## [DATASET ENTRIES]
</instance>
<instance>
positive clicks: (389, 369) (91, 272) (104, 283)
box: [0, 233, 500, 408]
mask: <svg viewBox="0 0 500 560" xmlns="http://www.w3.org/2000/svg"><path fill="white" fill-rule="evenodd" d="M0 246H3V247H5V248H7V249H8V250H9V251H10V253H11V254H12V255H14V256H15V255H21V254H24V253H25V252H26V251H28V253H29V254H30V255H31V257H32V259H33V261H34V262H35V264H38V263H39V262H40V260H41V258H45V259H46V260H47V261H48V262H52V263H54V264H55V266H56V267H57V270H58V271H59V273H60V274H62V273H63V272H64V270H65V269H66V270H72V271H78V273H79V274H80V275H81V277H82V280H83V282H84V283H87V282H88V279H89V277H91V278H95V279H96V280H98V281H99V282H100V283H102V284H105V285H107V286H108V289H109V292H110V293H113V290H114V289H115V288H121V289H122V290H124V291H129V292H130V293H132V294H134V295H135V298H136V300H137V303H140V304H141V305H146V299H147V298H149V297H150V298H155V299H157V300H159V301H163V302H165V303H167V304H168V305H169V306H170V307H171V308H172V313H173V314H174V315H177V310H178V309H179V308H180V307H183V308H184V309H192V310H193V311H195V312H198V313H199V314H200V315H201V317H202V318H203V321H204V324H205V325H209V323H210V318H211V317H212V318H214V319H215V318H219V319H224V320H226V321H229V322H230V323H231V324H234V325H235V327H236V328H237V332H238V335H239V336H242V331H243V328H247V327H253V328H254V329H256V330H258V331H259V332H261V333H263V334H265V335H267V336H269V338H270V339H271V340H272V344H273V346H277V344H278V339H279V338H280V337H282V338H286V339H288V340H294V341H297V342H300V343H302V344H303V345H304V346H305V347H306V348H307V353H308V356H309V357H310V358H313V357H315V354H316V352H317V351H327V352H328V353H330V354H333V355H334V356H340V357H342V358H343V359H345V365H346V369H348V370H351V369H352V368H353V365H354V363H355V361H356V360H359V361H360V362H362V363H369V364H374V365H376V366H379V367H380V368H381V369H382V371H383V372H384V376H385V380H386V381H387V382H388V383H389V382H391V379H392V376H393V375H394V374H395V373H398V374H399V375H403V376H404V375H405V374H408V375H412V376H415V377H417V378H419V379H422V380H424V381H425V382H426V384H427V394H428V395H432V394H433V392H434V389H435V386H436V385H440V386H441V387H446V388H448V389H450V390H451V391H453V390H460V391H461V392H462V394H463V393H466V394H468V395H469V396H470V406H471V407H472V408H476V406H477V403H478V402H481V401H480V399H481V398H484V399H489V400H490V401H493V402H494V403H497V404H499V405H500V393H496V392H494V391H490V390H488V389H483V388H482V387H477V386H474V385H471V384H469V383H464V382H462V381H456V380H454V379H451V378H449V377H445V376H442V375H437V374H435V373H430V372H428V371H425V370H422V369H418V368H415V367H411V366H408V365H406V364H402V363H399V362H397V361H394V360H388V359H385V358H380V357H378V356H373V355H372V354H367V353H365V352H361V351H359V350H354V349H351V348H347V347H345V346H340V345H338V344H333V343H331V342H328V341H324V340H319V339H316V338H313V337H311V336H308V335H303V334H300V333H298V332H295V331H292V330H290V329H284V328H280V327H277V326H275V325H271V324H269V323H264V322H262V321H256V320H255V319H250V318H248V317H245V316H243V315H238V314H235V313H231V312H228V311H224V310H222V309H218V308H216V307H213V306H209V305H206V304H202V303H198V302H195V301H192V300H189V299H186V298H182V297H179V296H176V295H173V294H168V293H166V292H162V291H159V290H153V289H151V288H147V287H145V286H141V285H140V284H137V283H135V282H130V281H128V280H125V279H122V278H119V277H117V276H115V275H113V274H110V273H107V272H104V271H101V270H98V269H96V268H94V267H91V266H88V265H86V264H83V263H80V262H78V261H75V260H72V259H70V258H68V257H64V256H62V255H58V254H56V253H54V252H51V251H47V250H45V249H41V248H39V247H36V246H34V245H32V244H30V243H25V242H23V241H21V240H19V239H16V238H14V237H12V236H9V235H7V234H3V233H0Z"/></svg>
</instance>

## [WHAT YOU ARE ASKED TO DO]
Nothing in the data should be left out when you retype it exactly.

## [SOLVED EXERCISE]
</instance>
<instance>
positive clicks: (389, 369) (91, 272) (104, 283)
box: [0, 233, 500, 408]
mask: <svg viewBox="0 0 500 560" xmlns="http://www.w3.org/2000/svg"><path fill="white" fill-rule="evenodd" d="M0 246H3V247H5V248H7V249H8V250H9V251H10V253H11V254H12V255H14V256H15V255H21V254H24V253H25V252H26V251H28V253H29V254H30V255H31V257H32V259H33V261H34V262H35V264H38V263H39V262H40V260H41V258H45V259H46V260H47V261H48V262H52V263H54V264H55V266H56V267H57V270H58V271H59V273H60V274H62V273H63V272H64V270H65V269H66V270H72V271H78V273H79V274H80V275H81V277H82V280H83V282H84V283H87V282H88V279H89V277H91V278H95V279H96V280H98V281H99V282H100V283H102V284H105V285H107V286H108V289H109V292H110V293H113V290H114V289H115V288H121V289H122V290H124V291H129V292H130V293H132V294H134V295H135V298H136V300H137V303H140V304H141V305H146V299H147V298H149V297H150V298H155V299H157V300H159V301H163V302H165V303H167V304H168V305H169V306H170V307H171V308H172V313H173V314H174V315H177V310H178V309H179V308H180V307H183V308H184V309H192V310H193V311H195V312H198V313H199V314H200V315H201V317H202V318H203V321H204V324H205V325H209V323H210V318H211V317H212V318H214V319H215V318H219V319H224V320H226V321H229V322H230V323H231V324H234V325H235V327H236V328H237V332H238V335H239V336H242V331H243V328H247V327H253V328H254V329H256V330H258V331H259V332H261V333H263V334H265V335H267V336H269V338H270V339H271V340H272V344H273V346H277V344H278V339H279V338H280V337H282V338H286V339H288V340H294V341H297V342H300V343H302V344H303V345H304V346H305V347H306V348H307V353H308V356H309V357H310V358H313V357H315V354H316V352H317V351H327V352H328V353H330V354H333V355H334V356H340V357H342V358H343V359H345V365H346V369H348V370H351V369H352V368H353V365H354V363H355V361H356V360H359V361H360V362H362V363H369V364H374V365H376V366H379V367H380V368H381V369H382V371H383V372H384V376H385V380H386V381H387V382H388V383H389V382H391V379H392V376H393V375H394V374H395V373H398V374H399V375H403V376H404V375H405V374H408V375H412V376H415V377H417V378H419V379H422V380H424V381H425V382H426V384H427V394H428V395H432V394H433V392H434V389H435V386H436V385H440V386H441V387H446V388H448V389H450V390H451V391H453V390H460V391H461V392H462V394H463V393H466V394H468V395H469V396H470V406H471V407H472V408H476V406H477V403H478V402H481V401H480V399H481V398H484V399H489V400H490V401H493V402H494V403H497V404H499V405H500V393H496V392H494V391H490V390H488V389H483V388H482V387H477V386H474V385H471V384H469V383H464V382H462V381H456V380H454V379H451V378H449V377H445V376H442V375H437V374H435V373H430V372H428V371H425V370H422V369H418V368H415V367H411V366H408V365H406V364H402V363H399V362H397V361H394V360H388V359H385V358H380V357H378V356H373V355H372V354H367V353H365V352H361V351H359V350H354V349H351V348H347V347H345V346H340V345H338V344H333V343H331V342H328V341H324V340H319V339H316V338H313V337H311V336H308V335H303V334H300V333H298V332H295V331H292V330H290V329H284V328H280V327H277V326H275V325H271V324H269V323H264V322H262V321H256V320H255V319H250V318H248V317H245V316H243V315H238V314H235V313H231V312H228V311H224V310H222V309H218V308H216V307H213V306H209V305H206V304H202V303H198V302H195V301H192V300H189V299H186V298H182V297H179V296H176V295H173V294H168V293H166V292H162V291H159V290H153V289H151V288H147V287H145V286H141V285H140V284H137V283H135V282H130V281H128V280H125V279H122V278H119V277H117V276H115V275H113V274H110V273H107V272H104V271H101V270H98V269H96V268H94V267H91V266H88V265H86V264H83V263H80V262H78V261H75V260H72V259H70V258H68V257H64V256H62V255H58V254H56V253H54V252H51V251H47V250H45V249H41V248H39V247H36V246H34V245H32V244H30V243H25V242H23V241H21V240H19V239H16V238H14V237H12V236H9V235H7V234H3V233H0Z"/></svg>
</instance>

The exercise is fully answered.